▶ [REQUIRED TASK] Rewrite the lines below so that each "instance" becomes "occurrence". Leave everything else in them unchanged.

•••

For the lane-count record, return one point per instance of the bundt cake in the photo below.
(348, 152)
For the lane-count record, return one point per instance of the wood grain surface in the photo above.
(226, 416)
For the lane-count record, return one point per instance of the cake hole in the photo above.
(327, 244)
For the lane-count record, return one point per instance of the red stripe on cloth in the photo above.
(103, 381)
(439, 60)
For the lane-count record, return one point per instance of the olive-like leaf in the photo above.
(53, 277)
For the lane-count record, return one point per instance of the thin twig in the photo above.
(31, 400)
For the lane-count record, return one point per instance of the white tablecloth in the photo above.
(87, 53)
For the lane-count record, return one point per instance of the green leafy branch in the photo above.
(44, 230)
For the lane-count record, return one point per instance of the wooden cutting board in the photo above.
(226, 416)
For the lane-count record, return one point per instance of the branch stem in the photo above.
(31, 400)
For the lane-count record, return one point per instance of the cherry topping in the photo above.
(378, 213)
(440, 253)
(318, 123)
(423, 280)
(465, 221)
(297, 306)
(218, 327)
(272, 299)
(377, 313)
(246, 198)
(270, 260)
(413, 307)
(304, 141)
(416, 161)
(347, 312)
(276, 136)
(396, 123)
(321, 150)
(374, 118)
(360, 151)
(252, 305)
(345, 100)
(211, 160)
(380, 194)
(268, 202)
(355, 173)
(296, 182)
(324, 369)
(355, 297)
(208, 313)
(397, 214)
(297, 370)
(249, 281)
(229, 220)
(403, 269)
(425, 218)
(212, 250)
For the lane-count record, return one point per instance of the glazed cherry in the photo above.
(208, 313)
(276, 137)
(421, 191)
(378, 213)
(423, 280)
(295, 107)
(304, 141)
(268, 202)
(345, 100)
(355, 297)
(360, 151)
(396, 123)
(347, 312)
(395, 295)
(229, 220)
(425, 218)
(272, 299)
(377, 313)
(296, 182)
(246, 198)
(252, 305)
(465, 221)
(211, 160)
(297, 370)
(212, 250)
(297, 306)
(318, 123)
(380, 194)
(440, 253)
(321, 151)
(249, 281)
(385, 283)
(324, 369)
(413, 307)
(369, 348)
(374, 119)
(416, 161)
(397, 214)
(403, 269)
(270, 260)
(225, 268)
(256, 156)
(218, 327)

•••

▶ [EXERCISE SOLUTION]
For the lane-count record, return one point per occurrence of the bundt cake in the photo below.
(348, 152)
For the lane-count record, return one point per occurrence of the wood grain surface in the photo above.
(226, 416)
For the lane-count record, return one point per occurrence of the cake hole in the photo above.
(327, 244)
For the lane-count record, return one point per occurrence of the red stripe on cloth in the photo above.
(103, 381)
(439, 60)
For the lane-count record, return one point per occurrence of the olive-like leaf in the photo above.
(53, 277)
For the lane-count record, return one point per occurrence of the thin twig in the photo above.
(31, 400)
For the lane-count record, return one point per occurrence of the white tablecloth in the photo above.
(87, 53)
For the lane-count record, return one point per occurrence of the green leafy branch in the photo above.
(44, 230)
For the lane-count record, return one point per occurrence of the wooden cutting board in the photo above.
(226, 416)
For the lane-count record, return one point per occurrence of the branch stem in the photo above.
(31, 400)
For the lane-count record, return one point per occurrence of the cherry topping in the photo above.
(378, 213)
(440, 253)
(318, 123)
(423, 280)
(465, 221)
(297, 306)
(218, 327)
(272, 299)
(377, 313)
(246, 198)
(270, 260)
(413, 307)
(304, 141)
(416, 161)
(347, 312)
(276, 136)
(396, 123)
(321, 150)
(374, 118)
(360, 151)
(252, 305)
(345, 100)
(211, 160)
(380, 194)
(268, 202)
(355, 173)
(296, 182)
(324, 369)
(355, 297)
(208, 313)
(397, 214)
(297, 370)
(249, 281)
(229, 220)
(403, 269)
(425, 218)
(212, 250)
For the lane-count record, return one point per occurrence of the glazed cherry in the photo above.
(208, 313)
(276, 137)
(421, 191)
(378, 213)
(423, 280)
(295, 107)
(304, 141)
(268, 202)
(345, 100)
(355, 297)
(360, 151)
(396, 123)
(347, 312)
(395, 295)
(229, 220)
(425, 218)
(272, 299)
(377, 313)
(296, 182)
(246, 198)
(252, 305)
(465, 221)
(211, 160)
(297, 370)
(212, 250)
(297, 306)
(318, 123)
(380, 194)
(440, 253)
(321, 151)
(249, 281)
(385, 283)
(324, 369)
(413, 307)
(369, 348)
(374, 119)
(416, 161)
(397, 214)
(403, 269)
(270, 260)
(225, 268)
(256, 156)
(218, 327)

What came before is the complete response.